Direction: Drop every picture and give the entries back exactly.

* Begin Data supplied *

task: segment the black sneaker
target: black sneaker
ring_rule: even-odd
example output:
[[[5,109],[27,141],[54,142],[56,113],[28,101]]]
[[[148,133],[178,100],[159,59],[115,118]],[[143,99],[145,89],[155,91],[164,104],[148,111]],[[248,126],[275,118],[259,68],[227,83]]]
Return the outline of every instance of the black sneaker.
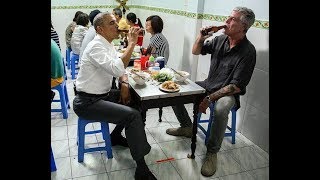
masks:
[[[112,146],[123,146],[123,147],[129,147],[127,139],[124,138],[123,136],[110,136],[111,137],[111,145]]]
[[[151,171],[147,171],[147,172],[136,171],[136,173],[134,174],[134,179],[135,180],[157,180],[157,178],[152,174]]]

* End Data supplied *

Solution for this problem:
task: segment the black sneaker
target: black sneaker
ring_rule: even-odd
example output:
[[[5,109],[27,141],[54,142],[56,113],[28,101]]]
[[[148,133],[178,100],[159,59],[115,118]],[[143,99],[145,89],[155,91],[164,104],[148,111]],[[248,126],[275,118],[259,68],[227,83]]]
Return the outline of every instance of the black sneaker.
masks:
[[[112,146],[123,146],[123,147],[129,147],[127,139],[124,138],[123,136],[110,136],[111,137],[111,145]]]
[[[151,171],[147,171],[147,172],[136,171],[136,173],[134,174],[134,179],[135,180],[157,180],[157,178],[152,174]]]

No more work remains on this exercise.